[TASK PROMPT]
If a line in the listing carries the word "hard", return a copy of that line.

[GIVEN RECORDS]
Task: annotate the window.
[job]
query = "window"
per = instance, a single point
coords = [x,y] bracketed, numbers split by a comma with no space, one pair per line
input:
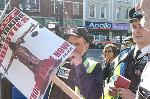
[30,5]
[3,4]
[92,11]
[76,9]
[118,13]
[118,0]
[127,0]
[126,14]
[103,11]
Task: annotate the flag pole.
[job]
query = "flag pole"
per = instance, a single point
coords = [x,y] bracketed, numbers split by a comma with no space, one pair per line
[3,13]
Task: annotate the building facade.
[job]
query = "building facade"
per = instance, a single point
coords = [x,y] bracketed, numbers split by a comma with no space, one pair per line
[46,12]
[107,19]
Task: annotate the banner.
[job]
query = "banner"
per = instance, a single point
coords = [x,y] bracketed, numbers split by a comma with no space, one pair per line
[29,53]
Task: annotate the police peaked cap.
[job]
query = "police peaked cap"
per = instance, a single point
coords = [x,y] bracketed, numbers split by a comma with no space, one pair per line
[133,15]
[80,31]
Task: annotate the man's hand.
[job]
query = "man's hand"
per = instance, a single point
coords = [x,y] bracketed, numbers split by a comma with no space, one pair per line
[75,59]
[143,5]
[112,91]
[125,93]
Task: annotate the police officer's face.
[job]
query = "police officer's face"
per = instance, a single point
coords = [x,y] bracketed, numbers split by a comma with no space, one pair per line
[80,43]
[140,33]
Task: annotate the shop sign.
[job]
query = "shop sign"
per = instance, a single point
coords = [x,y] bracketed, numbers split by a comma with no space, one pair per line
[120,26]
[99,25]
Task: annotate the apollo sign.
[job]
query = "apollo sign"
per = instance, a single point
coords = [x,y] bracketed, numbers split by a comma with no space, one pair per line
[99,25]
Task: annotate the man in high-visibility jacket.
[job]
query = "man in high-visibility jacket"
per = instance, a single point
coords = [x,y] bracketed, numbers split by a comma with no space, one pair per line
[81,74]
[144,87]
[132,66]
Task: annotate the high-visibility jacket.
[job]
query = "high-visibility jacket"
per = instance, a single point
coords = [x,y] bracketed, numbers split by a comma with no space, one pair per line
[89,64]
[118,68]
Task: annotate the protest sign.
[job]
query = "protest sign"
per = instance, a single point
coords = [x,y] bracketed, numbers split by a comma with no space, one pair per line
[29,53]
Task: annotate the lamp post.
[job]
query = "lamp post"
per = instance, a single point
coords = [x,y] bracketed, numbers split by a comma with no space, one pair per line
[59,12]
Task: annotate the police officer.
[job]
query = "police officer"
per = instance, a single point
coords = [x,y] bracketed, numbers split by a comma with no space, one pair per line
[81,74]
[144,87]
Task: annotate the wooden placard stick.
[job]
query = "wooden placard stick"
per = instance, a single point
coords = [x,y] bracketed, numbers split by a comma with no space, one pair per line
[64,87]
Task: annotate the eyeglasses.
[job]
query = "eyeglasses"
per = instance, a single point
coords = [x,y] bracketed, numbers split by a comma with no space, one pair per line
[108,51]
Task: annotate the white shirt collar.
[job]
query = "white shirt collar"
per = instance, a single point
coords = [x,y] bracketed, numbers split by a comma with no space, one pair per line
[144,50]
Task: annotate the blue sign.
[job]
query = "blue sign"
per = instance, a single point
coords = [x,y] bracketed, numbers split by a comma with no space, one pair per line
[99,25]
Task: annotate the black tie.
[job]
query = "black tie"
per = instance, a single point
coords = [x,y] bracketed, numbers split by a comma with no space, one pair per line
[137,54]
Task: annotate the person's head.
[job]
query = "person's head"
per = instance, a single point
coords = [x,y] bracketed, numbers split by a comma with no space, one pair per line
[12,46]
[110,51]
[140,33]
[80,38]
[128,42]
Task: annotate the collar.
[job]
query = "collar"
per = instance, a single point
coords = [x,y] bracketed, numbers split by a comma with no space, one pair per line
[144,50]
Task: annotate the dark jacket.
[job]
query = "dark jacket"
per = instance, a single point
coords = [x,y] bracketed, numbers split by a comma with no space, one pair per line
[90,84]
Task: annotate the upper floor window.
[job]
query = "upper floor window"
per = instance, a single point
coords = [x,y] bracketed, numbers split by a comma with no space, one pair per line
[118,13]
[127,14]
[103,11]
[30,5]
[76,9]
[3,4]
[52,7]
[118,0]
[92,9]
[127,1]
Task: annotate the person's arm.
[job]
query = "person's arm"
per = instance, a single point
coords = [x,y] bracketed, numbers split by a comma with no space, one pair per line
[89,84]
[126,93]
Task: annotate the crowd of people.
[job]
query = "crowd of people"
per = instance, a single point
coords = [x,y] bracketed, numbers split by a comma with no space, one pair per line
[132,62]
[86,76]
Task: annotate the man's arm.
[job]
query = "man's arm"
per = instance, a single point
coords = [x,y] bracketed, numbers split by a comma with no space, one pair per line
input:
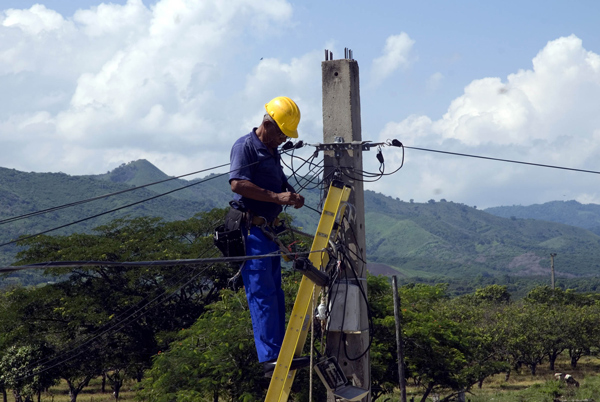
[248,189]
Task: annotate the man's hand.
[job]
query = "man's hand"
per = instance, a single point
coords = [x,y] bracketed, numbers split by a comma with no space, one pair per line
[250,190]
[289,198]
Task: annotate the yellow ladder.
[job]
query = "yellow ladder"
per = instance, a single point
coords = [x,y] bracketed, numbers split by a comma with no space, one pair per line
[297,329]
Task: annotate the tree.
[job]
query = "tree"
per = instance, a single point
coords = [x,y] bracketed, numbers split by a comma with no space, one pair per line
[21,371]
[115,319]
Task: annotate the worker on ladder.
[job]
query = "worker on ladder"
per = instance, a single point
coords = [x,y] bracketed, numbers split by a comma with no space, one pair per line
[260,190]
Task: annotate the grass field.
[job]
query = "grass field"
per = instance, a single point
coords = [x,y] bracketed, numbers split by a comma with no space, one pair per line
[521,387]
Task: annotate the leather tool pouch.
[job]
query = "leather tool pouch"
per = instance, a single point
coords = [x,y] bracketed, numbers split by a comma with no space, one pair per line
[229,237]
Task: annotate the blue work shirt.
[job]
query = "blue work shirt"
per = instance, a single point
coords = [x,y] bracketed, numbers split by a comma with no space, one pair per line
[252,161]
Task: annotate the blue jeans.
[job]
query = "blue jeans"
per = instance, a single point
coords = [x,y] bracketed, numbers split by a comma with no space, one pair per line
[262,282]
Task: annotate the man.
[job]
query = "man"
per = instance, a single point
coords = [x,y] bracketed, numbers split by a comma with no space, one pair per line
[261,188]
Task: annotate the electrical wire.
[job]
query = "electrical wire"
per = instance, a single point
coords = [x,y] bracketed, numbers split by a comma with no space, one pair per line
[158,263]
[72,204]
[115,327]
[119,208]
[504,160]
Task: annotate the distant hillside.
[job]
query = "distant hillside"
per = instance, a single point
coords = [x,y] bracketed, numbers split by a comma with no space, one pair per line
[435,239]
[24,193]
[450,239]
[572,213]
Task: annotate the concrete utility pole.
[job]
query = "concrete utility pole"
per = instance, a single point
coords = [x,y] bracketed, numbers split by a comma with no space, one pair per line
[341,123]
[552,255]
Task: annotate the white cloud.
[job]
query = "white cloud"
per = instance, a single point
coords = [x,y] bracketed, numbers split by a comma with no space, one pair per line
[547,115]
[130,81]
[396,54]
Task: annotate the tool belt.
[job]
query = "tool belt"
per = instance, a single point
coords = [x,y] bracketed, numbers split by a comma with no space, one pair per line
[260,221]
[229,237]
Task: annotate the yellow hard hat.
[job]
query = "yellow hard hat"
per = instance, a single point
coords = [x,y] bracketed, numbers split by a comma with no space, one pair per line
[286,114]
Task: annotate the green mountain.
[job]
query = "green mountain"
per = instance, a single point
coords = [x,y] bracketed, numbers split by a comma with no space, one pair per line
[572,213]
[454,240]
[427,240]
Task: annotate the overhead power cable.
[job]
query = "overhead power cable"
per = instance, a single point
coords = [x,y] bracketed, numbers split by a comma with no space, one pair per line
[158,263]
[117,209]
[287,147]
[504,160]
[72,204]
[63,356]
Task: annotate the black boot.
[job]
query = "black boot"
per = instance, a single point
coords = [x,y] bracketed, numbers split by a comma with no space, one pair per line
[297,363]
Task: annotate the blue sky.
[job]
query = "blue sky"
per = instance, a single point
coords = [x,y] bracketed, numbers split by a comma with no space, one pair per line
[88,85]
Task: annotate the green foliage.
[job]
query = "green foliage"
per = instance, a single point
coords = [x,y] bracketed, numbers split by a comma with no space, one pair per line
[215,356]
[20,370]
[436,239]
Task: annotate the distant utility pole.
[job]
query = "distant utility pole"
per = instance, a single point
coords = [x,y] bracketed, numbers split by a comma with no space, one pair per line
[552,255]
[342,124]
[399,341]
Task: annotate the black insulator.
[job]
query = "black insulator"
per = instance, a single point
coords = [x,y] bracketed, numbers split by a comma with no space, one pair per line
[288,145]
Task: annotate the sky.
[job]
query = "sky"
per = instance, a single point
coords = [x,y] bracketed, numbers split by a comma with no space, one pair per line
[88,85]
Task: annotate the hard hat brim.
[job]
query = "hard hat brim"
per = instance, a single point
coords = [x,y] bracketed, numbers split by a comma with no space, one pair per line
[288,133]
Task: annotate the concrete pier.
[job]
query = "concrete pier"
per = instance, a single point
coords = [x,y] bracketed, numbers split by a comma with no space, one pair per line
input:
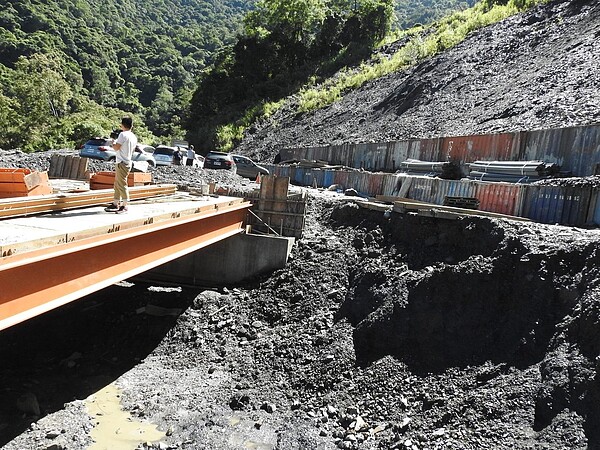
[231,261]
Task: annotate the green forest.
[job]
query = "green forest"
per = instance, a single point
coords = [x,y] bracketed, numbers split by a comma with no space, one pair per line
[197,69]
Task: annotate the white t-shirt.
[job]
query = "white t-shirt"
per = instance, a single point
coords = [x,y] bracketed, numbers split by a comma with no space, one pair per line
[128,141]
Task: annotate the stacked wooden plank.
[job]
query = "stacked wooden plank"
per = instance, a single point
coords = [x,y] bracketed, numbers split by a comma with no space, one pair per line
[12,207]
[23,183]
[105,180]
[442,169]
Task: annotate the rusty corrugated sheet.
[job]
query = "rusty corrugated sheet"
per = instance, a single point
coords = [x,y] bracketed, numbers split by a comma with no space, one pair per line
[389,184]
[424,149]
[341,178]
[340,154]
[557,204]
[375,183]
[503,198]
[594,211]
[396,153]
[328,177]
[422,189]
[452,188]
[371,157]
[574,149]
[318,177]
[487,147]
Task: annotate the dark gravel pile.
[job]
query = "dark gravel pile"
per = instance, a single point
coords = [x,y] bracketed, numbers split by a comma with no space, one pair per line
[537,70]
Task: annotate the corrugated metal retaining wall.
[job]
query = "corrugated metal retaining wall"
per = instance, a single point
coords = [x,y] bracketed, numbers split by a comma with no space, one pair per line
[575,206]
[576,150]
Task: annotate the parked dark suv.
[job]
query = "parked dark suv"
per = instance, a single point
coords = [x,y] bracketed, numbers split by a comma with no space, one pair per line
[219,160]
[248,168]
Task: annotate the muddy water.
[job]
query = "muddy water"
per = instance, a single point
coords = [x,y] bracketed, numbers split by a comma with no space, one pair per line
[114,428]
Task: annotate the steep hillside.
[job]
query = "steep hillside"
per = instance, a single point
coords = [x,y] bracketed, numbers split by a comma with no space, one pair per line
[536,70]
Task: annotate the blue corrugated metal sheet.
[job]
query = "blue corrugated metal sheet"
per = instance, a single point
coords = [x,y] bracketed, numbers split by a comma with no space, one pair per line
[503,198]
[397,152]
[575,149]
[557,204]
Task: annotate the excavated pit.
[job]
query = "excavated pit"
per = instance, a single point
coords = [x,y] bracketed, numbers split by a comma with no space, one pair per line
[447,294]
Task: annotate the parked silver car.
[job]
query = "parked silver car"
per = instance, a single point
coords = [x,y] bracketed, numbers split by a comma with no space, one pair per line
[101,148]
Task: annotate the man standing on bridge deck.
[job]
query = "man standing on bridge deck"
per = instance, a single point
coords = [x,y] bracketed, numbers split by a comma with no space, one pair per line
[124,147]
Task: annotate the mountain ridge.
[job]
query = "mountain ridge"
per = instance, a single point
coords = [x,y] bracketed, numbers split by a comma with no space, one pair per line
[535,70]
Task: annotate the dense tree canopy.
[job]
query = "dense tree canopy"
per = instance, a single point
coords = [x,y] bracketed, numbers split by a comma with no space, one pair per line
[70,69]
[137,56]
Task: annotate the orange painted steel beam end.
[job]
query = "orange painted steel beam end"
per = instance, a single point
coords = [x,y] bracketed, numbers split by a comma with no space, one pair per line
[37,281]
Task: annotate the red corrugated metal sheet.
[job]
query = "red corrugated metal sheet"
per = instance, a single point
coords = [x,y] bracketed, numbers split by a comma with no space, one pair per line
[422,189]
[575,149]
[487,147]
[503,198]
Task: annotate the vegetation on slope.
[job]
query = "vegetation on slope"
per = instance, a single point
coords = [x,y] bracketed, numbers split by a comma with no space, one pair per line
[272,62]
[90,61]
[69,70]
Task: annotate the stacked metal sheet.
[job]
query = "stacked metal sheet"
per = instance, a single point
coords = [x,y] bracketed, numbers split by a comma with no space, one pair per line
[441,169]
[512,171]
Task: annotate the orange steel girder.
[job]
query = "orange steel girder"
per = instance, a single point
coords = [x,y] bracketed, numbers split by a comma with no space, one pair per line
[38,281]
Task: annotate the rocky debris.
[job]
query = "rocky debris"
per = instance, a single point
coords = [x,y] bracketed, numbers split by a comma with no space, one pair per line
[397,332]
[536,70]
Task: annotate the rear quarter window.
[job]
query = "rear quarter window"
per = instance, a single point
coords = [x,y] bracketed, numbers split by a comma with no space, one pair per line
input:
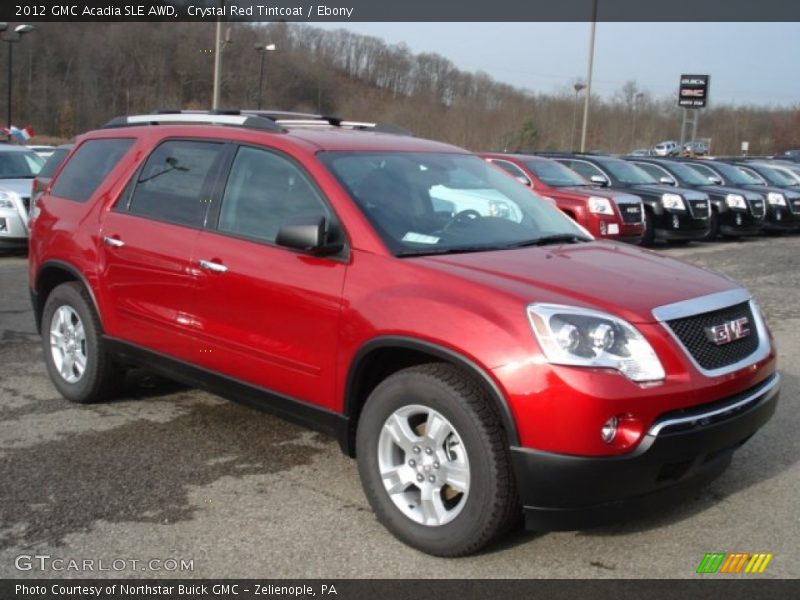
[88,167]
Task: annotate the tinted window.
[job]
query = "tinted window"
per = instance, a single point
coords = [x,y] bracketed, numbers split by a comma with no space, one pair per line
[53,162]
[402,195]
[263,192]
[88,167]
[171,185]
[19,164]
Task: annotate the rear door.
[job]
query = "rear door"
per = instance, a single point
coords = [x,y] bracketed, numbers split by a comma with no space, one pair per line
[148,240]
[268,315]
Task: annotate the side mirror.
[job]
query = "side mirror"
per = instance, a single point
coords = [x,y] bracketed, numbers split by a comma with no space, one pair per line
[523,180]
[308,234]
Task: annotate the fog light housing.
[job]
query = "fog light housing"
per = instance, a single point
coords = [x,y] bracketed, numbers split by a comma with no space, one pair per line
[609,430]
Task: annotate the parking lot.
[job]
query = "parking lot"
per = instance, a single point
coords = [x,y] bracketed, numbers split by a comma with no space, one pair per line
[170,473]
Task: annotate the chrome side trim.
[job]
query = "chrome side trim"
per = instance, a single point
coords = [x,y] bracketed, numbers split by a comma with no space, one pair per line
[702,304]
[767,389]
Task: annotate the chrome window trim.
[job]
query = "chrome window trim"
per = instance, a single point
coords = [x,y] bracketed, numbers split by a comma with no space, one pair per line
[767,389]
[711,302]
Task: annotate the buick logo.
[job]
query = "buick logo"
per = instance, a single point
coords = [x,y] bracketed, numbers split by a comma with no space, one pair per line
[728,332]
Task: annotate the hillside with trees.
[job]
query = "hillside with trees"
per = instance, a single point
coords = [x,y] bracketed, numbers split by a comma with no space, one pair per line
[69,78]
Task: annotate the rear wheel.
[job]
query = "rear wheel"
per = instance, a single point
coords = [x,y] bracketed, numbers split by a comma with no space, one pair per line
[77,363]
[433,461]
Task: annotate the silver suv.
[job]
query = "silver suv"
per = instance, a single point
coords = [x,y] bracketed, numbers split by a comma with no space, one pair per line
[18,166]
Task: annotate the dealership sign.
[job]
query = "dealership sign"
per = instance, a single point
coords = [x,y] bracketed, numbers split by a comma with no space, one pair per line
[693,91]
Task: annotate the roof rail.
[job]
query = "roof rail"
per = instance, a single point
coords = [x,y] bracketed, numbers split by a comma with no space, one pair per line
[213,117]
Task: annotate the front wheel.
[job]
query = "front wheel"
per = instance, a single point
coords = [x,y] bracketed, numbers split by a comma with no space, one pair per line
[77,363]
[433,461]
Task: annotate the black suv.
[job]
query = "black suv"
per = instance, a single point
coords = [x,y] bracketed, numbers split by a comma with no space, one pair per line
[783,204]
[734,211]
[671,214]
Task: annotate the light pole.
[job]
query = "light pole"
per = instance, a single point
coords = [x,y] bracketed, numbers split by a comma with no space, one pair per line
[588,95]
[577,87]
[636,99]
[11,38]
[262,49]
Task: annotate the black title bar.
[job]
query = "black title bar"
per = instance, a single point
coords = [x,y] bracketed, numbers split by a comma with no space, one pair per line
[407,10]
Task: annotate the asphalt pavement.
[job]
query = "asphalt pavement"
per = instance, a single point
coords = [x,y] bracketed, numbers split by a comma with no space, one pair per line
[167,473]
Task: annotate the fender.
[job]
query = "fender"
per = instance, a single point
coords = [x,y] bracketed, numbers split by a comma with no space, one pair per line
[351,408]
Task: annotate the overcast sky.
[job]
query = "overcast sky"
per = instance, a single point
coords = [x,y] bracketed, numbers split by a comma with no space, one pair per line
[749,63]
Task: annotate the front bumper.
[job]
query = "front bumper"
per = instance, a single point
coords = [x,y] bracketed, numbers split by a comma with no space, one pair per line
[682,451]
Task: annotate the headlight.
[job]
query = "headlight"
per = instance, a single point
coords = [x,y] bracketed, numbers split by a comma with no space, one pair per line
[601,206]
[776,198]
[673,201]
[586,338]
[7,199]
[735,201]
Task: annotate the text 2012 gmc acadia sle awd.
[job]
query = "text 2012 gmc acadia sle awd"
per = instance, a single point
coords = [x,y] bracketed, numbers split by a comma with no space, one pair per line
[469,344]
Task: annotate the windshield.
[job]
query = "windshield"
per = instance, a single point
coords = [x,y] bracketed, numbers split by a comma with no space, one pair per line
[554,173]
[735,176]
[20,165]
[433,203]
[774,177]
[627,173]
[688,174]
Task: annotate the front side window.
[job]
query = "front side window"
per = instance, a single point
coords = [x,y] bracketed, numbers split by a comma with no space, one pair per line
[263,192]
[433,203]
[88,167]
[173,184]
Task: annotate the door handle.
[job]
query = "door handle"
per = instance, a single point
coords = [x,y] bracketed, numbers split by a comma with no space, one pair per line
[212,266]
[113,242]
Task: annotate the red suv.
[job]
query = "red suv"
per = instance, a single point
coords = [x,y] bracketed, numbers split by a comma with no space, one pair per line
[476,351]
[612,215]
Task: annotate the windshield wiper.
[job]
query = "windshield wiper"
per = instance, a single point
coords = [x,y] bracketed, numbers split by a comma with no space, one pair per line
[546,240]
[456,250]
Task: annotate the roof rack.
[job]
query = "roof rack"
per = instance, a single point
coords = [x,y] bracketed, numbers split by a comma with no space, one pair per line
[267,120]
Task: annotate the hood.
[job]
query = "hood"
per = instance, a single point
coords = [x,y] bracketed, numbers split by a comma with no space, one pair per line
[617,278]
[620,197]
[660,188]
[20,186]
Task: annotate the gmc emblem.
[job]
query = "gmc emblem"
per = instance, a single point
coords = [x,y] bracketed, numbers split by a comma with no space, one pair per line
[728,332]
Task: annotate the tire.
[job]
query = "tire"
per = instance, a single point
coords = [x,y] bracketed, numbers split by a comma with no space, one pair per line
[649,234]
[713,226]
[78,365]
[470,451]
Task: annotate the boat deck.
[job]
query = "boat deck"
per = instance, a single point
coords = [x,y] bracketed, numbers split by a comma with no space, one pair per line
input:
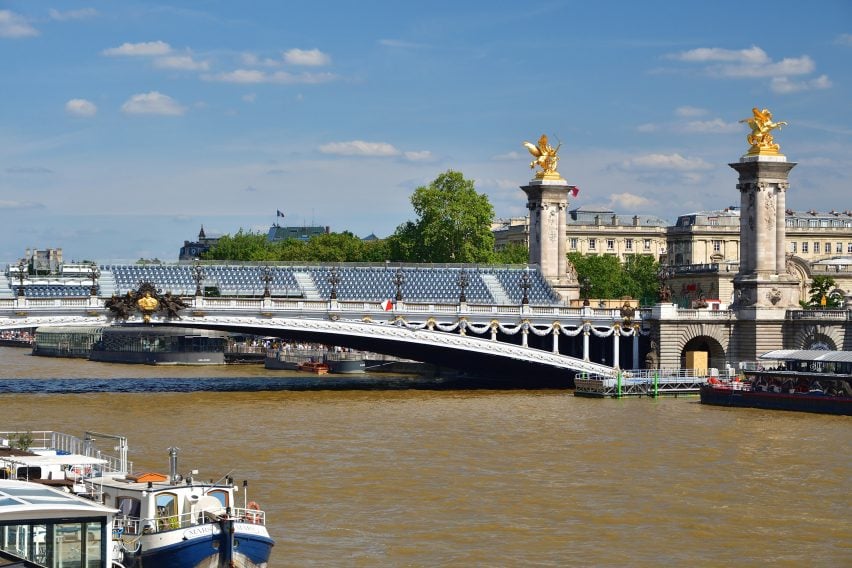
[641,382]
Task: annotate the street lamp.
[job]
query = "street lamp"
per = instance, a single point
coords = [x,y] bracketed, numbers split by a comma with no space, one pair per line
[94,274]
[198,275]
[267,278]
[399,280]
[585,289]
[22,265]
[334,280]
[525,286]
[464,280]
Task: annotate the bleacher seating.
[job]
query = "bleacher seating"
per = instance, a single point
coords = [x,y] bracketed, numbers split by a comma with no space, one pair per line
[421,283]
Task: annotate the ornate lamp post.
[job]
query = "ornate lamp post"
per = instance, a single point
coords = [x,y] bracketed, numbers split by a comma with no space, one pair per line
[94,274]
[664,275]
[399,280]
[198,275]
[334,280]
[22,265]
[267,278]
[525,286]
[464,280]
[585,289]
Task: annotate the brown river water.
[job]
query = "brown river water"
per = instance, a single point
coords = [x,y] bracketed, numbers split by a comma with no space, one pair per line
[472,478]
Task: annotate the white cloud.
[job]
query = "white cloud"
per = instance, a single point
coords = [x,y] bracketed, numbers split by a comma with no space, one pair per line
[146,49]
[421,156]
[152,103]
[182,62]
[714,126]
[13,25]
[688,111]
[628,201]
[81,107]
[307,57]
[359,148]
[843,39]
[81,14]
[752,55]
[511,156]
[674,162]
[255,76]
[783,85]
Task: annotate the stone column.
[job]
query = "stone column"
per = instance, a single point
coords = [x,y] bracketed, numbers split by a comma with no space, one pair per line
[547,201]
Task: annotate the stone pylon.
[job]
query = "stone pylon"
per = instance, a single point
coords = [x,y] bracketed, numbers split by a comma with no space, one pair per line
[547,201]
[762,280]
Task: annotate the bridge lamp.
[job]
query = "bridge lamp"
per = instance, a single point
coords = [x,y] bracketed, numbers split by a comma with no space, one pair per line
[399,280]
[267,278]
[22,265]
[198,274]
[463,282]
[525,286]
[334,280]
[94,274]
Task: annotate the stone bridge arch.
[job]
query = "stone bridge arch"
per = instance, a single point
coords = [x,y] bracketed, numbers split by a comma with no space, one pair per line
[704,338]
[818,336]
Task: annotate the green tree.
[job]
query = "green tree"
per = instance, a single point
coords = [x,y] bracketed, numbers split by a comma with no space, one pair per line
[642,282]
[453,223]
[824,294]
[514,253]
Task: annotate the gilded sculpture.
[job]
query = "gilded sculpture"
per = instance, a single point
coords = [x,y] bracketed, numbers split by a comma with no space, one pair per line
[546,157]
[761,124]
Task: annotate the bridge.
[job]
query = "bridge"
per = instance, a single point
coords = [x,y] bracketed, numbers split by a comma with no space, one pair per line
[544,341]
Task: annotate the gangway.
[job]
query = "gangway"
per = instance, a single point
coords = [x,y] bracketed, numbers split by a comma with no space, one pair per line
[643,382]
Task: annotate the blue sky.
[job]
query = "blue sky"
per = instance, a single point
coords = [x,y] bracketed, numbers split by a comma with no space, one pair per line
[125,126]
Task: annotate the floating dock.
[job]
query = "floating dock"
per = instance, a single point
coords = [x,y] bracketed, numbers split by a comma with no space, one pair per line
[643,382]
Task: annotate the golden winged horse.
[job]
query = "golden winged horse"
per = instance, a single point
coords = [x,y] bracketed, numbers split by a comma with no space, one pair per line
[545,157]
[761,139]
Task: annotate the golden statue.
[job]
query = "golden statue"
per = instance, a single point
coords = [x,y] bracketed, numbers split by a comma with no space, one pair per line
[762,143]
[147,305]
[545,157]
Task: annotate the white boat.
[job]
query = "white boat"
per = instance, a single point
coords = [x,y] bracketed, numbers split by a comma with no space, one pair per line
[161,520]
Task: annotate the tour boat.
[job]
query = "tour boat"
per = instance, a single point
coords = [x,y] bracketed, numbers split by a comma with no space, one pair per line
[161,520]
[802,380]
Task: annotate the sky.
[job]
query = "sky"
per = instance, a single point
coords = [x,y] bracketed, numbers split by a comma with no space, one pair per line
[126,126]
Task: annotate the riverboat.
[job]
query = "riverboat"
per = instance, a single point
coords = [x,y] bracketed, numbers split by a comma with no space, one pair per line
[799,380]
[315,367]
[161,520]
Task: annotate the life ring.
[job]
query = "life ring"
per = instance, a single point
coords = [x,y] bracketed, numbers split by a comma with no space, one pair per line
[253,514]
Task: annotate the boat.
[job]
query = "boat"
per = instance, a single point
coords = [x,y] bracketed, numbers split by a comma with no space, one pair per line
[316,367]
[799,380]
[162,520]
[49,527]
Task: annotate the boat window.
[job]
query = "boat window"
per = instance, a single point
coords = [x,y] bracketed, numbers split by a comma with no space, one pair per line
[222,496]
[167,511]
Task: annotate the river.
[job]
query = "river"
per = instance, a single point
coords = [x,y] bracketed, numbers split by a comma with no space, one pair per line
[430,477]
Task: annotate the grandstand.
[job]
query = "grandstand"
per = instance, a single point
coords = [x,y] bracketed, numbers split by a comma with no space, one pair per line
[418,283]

[TASK RESULT]
Task: annotate the yellow hard hat.
query = "yellow hard hat"
Task: annotate the hard hat brim.
query = "hard hat brim"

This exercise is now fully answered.